------ Seitenauszug
Halten wir fest – Zertifikate und Optionsscheine zählen nicht als Termingeschäfte und sind damit nicht Inhalt der Derivate Steuer. Diese können damit weiterhin als Absicherungsmöglichkeit benutzt werden, was den Schaden, vor allem für Kleinanleger, begrenzt.

Was sich hinter Zertifikaten & Optionsscheinen verbirgt

Betrachten wir einmal „Knock-Out Zertifikat“. Hört sich nicht wirklich nach einer Absicherung an oder? Der sogenannte Knock-Out ist uns doch allen vom Boxen bekannt, wenn der Gegner KO geschlagen wird. Nun gut, es wäre natürlich möglich, dass dieses Wort in diesem Zusammenhang etwas ganz anderes bedeutet. Deshalb beleuchten wir das Ganze einmal genauer:

Zertifikate wie Optionsscheine sind Finanzanlageprodukte mit einem vergleichsweise großen Hebel. Es kann mit wenig Einsatz ein hoher Gewinn erzielt werden oder im Umkehrschluss ein Totalverlust des eingesetzten Kapitals. Mit Knock-Out Zertifikaten wettet man auf den Kursanstieg oder –fall von Aktien. Setzte ich beispielsweise ein Long Knock-Out Zertifikat auf Aktie X und der Kurs steigt um 10%, erhalte ich nicht nur die 10% Kurssteigerung, sondern durch den Hebel eine vermeintlich höhere Summe, wenn der Kurs zum Stichtag T diesen Wert erreicht, auf den ich wette. Gleichzeitig erleide ich einen Totalverlust, fällt die Aktie unter einen bestimmten Kurswert. Der Investor der Aktien hingegen hätte nur den Verlust der Differenz des gefallenen Kurses zu verbuchen und kann die Aktie weiter halten, bis sie wieder an Wert gewinnt.
------------
------ Datenabschnitt
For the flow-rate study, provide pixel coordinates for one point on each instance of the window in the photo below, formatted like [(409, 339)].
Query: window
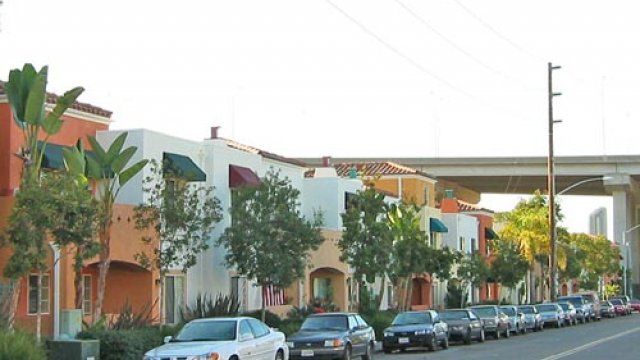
------------
#### Zu erledigende Aufgaben
A: Was geschieht laut dem Auszug über Zertifikate und Optionsscheine mit dem Einsatz beim Long Knock-Out Zertifikat, wenn die Aktie unter einen bestimmten Kurswert fällt?
B: Zitiere aus dem Auszug über Zertifikate und Optionsscheine die Stelle von „Zertifikate wie Optionsscheine“ bis einschließlich „an Wert gewinnt.“.

#### Richtige Lösungen
A: Man erleidet einen Totalverlust.

B:
Zertifikate wie Optionsscheine sind Finanzanlageprodukte mit einem vergleichsweise großen Hebel. Es kann mit wenig Einsatz ein hoher Gewinn erzielt werden oder im Umkehrschluss ein Totalverlust des eingesetzten Kapitals. Mit Knock-Out Zertifikaten wettet man auf den Kursanstieg oder –fall von Aktien. Setzte ich beispielsweise ein Long Knock-Out Zertifikat auf Aktie X und der Kurs steigt um 10%, erhalte ich nicht nur die 10% Kurssteigerung, sondern durch den Hebel eine vermeintlich höhere Summe, wenn der Kurs zum Stichtag T diesen Wert erreicht, auf den ich wette. Gleichzeitig erleide ich einen Totalverlust, fällt die Aktie unter einen bestimmten Kurswert. Der Investor der Aktien hingegen hätte nur den Verlust der Differenz des gefallenen Kurses zu verbuchen und kann die Aktie weiter halten, bis sie wieder an Wert gewinnt.